* Start Source extract *
Russia test-fired long-range ballistic missiles Sunday as President Dmitri Medvedev pledged to build up the country's armed capabilities.
The military fired a Topol intercontinental missile from the Plesetsk cosmodrome in northwest Russia at a target thousands of kilometers away in the Kamchatka Peninsula in the Russian Far East. Submarines in the Okhotsk Sea near Japan and the Barents Sea launched ballistic missiles that reached northern Russia and Kamchatka, the state broadcaster Vesti-24 reported.
"This shows that our shield is in order," Medvedev said Sunday at Plesetsk. "We will build up our armed capability, which means we will acquire new weaponry while also launching traditional ballistic missiles."
The purpose of the Plesetsk test launch was to confirm the viability of the Topol rocket, which has been in service with Russian forces for 20 years, Vesti reported. The Topol, with a range of 10,000 kilometers, or 6,200 miles, is part of Russia's response to a planned U.S. missile defense shield in Eastern Europe, the state broadcaster cited experts as saying.
On Saturday, Russia fired a Sineva ballistic missile from a nuclear submarine in the Barents Sea to a record distance of more than 11,500 kilometers to a target in the equatorial region of the Pacific Ocean.
* End Source extract *
▶ [Objectives]:
[1] Reproduce the missile test report from "The military fired" up to and including "broadcaster Vesti-24 reported.", substituting "Warships" for "Submarines".
[2] According to the missile test report, what is the range of the Topol?
Answer from the missile test report alone.
* Start Provided information *
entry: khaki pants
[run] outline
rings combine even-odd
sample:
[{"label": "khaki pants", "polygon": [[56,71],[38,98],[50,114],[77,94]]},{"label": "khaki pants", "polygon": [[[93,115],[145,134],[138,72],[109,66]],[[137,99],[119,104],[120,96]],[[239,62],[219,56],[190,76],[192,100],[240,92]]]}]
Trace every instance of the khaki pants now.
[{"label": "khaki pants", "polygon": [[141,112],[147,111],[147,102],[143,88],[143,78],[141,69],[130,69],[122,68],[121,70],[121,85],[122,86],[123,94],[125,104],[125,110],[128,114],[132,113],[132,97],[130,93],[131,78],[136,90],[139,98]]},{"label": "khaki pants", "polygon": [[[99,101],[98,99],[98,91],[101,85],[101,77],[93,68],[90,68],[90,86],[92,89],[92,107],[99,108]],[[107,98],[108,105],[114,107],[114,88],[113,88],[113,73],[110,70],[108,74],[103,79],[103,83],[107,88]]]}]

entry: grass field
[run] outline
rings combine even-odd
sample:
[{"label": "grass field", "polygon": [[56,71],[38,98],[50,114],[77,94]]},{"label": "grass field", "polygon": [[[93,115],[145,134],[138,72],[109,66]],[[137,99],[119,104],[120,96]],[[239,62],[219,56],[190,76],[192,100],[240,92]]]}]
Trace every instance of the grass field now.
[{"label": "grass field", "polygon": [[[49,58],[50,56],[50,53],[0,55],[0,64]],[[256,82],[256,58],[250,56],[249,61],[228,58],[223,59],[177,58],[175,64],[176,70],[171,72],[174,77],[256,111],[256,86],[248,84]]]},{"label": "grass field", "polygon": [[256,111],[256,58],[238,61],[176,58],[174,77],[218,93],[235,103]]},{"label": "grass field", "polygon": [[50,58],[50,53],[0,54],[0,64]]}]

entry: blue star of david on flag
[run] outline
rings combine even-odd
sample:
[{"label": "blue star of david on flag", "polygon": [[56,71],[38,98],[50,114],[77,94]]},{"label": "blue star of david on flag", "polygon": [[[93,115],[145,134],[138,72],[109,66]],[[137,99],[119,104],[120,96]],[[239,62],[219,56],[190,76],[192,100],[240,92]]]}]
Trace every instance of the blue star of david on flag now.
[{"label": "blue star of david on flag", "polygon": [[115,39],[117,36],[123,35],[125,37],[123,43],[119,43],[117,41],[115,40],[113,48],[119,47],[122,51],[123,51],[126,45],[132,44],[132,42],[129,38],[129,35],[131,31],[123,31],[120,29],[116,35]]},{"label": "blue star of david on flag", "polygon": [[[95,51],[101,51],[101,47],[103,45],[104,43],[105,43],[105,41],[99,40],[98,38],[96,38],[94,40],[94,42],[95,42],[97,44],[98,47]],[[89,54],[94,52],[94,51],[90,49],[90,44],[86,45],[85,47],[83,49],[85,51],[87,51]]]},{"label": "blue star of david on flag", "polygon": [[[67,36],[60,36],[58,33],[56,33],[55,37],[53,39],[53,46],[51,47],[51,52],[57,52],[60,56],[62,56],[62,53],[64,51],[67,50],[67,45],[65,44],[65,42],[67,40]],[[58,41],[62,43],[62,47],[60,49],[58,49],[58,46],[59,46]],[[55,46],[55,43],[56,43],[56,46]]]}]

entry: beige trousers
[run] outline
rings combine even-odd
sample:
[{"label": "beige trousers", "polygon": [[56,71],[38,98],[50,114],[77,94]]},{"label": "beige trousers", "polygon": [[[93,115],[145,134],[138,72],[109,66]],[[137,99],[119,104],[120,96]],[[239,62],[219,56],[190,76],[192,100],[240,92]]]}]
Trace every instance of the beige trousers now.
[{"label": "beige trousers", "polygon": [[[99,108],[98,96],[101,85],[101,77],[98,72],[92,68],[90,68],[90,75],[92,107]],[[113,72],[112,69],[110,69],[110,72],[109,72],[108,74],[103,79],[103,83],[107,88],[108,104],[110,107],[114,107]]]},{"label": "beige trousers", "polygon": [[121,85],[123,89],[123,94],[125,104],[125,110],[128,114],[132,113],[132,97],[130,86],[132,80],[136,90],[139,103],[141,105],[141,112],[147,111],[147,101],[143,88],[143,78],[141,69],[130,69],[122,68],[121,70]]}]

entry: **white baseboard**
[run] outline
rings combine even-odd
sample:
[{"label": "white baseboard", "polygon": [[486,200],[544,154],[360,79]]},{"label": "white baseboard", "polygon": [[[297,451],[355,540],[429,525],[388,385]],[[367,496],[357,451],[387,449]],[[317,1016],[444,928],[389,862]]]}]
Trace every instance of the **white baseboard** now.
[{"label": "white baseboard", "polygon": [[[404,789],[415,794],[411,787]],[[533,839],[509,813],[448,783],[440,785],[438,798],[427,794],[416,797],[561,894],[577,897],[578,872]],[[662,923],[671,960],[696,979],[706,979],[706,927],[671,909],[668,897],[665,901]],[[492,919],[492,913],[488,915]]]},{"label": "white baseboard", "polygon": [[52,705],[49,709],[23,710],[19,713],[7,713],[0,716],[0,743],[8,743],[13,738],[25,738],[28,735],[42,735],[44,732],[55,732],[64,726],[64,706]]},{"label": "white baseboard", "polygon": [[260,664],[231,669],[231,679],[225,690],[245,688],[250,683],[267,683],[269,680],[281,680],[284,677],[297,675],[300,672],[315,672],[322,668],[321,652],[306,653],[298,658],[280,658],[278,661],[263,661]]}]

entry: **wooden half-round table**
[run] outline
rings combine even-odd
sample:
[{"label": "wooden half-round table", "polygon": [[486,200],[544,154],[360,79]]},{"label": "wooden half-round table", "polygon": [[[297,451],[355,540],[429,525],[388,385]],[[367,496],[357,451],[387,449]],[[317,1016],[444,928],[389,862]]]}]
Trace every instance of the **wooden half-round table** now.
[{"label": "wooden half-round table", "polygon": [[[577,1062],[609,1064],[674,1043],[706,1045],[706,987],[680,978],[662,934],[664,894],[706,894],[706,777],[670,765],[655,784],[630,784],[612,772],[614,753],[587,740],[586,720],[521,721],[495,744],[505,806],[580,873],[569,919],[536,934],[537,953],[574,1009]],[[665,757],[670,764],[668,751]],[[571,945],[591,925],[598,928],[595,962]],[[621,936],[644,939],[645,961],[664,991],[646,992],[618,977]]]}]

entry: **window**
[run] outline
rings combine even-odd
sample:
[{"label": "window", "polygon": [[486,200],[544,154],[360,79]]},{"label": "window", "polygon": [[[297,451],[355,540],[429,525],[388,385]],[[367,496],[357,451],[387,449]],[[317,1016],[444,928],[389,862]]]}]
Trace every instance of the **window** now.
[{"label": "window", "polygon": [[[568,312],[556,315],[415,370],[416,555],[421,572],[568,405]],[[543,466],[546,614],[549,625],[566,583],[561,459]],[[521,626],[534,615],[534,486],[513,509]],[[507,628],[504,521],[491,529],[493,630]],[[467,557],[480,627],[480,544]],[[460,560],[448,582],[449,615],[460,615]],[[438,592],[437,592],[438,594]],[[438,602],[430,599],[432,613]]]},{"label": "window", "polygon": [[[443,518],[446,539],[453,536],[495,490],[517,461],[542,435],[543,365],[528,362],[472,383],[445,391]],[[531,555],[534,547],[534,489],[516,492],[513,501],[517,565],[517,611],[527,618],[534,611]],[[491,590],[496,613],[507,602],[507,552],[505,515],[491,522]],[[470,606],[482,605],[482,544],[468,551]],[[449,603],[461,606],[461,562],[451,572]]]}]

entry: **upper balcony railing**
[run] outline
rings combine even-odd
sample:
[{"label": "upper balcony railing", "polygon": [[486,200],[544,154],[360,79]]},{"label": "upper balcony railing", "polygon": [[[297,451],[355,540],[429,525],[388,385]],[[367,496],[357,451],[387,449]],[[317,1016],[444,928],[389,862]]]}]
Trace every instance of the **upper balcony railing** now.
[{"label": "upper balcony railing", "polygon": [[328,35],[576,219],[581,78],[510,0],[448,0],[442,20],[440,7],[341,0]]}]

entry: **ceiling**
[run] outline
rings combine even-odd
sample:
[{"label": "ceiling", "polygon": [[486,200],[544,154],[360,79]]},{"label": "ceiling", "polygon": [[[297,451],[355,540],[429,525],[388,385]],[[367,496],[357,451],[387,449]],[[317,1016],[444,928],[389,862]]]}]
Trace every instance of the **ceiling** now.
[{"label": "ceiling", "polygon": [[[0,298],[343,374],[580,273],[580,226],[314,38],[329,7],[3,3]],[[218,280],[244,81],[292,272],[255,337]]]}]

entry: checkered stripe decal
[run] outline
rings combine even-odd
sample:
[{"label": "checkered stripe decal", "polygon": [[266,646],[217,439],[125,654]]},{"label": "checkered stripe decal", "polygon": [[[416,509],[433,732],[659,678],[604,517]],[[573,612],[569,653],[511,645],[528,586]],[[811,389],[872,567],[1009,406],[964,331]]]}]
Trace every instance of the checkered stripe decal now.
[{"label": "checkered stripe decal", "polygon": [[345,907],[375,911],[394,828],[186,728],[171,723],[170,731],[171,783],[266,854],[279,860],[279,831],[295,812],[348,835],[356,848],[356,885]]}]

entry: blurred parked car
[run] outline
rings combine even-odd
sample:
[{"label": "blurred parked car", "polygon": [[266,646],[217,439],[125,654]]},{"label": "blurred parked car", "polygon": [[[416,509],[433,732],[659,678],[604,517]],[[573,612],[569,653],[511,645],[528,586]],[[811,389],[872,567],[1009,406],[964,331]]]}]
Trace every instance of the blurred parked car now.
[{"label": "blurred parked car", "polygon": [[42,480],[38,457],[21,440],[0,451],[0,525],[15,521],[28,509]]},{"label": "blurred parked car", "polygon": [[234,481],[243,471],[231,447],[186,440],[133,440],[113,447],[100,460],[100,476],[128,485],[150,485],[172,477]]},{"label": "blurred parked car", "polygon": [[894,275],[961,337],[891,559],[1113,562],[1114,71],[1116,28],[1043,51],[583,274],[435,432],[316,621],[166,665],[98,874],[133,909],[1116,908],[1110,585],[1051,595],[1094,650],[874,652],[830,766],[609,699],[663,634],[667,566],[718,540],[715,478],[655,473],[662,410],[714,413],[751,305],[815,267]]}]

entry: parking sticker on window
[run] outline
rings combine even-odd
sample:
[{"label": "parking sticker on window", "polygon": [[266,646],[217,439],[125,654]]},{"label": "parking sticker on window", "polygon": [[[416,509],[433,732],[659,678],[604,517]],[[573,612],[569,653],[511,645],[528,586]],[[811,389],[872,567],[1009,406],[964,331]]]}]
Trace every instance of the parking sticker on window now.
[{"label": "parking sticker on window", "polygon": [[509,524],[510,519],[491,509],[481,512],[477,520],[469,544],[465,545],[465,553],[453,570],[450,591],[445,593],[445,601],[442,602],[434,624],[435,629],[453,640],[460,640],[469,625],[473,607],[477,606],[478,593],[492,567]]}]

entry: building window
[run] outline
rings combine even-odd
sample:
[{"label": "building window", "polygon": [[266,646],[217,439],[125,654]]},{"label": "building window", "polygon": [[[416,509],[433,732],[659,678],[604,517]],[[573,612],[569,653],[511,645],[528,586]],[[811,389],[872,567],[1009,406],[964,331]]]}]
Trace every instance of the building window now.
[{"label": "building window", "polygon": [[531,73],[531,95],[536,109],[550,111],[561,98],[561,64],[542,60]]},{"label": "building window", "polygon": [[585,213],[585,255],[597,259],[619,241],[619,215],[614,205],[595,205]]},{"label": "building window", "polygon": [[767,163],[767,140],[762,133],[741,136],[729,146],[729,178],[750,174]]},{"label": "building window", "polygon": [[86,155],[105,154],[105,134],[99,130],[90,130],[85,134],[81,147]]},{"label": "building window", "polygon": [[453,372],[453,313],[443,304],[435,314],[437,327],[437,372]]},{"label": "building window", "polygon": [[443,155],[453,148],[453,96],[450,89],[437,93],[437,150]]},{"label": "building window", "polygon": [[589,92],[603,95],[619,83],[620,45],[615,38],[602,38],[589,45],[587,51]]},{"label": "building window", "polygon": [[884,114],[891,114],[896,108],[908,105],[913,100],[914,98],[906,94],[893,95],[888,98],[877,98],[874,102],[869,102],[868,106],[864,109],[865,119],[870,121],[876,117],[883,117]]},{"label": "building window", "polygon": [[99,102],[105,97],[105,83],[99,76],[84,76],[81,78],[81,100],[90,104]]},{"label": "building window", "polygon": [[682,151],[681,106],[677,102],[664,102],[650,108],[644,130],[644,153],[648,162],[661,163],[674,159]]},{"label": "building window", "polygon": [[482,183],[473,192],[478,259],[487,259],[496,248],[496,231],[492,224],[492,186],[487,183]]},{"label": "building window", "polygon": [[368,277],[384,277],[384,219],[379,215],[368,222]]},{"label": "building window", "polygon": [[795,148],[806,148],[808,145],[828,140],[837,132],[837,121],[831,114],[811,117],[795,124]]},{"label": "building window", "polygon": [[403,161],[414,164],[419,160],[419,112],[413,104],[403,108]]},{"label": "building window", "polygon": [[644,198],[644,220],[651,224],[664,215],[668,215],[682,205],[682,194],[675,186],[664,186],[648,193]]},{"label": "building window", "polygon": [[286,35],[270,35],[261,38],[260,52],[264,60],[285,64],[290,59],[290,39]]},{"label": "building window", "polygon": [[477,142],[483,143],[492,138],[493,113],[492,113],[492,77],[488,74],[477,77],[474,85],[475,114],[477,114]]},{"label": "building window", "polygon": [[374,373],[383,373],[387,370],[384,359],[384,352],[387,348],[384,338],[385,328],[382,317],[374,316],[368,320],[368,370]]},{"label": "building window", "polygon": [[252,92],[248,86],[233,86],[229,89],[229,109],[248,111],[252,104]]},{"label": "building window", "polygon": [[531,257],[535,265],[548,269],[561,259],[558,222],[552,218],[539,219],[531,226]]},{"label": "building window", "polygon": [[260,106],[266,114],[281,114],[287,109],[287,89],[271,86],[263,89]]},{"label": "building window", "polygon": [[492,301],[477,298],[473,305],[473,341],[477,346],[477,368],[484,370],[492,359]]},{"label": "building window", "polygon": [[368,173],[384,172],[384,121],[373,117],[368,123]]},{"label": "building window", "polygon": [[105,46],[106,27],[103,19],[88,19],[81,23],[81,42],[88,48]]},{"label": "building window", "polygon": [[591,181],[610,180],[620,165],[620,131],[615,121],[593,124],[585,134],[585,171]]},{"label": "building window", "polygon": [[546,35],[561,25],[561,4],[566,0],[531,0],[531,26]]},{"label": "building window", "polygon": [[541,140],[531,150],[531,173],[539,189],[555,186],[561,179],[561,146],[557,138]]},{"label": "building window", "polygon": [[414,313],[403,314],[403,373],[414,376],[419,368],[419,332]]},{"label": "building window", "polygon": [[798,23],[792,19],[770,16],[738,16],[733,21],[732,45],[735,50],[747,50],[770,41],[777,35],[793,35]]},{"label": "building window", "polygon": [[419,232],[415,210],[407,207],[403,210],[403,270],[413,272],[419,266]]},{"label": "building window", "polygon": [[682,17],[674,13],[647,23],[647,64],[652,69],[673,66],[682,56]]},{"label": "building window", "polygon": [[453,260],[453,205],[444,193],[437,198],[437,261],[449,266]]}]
* End Provided information *
▶ [Answers to the tasks]:
[1]
The military fired a Topol intercontinental missile from the Plesetsk cosmodrome in northwest Russia at a target thousands of kilometers away in the Kamchatka Peninsula in the Russian Far East. Warships in the Okhotsk Sea near Japan and the Barents Sea launched ballistic missiles that reached northern Russia and Kamchatka, the state broadcaster Vesti-24 reported.

[2] 10,000 kilometers, or 6,200 miles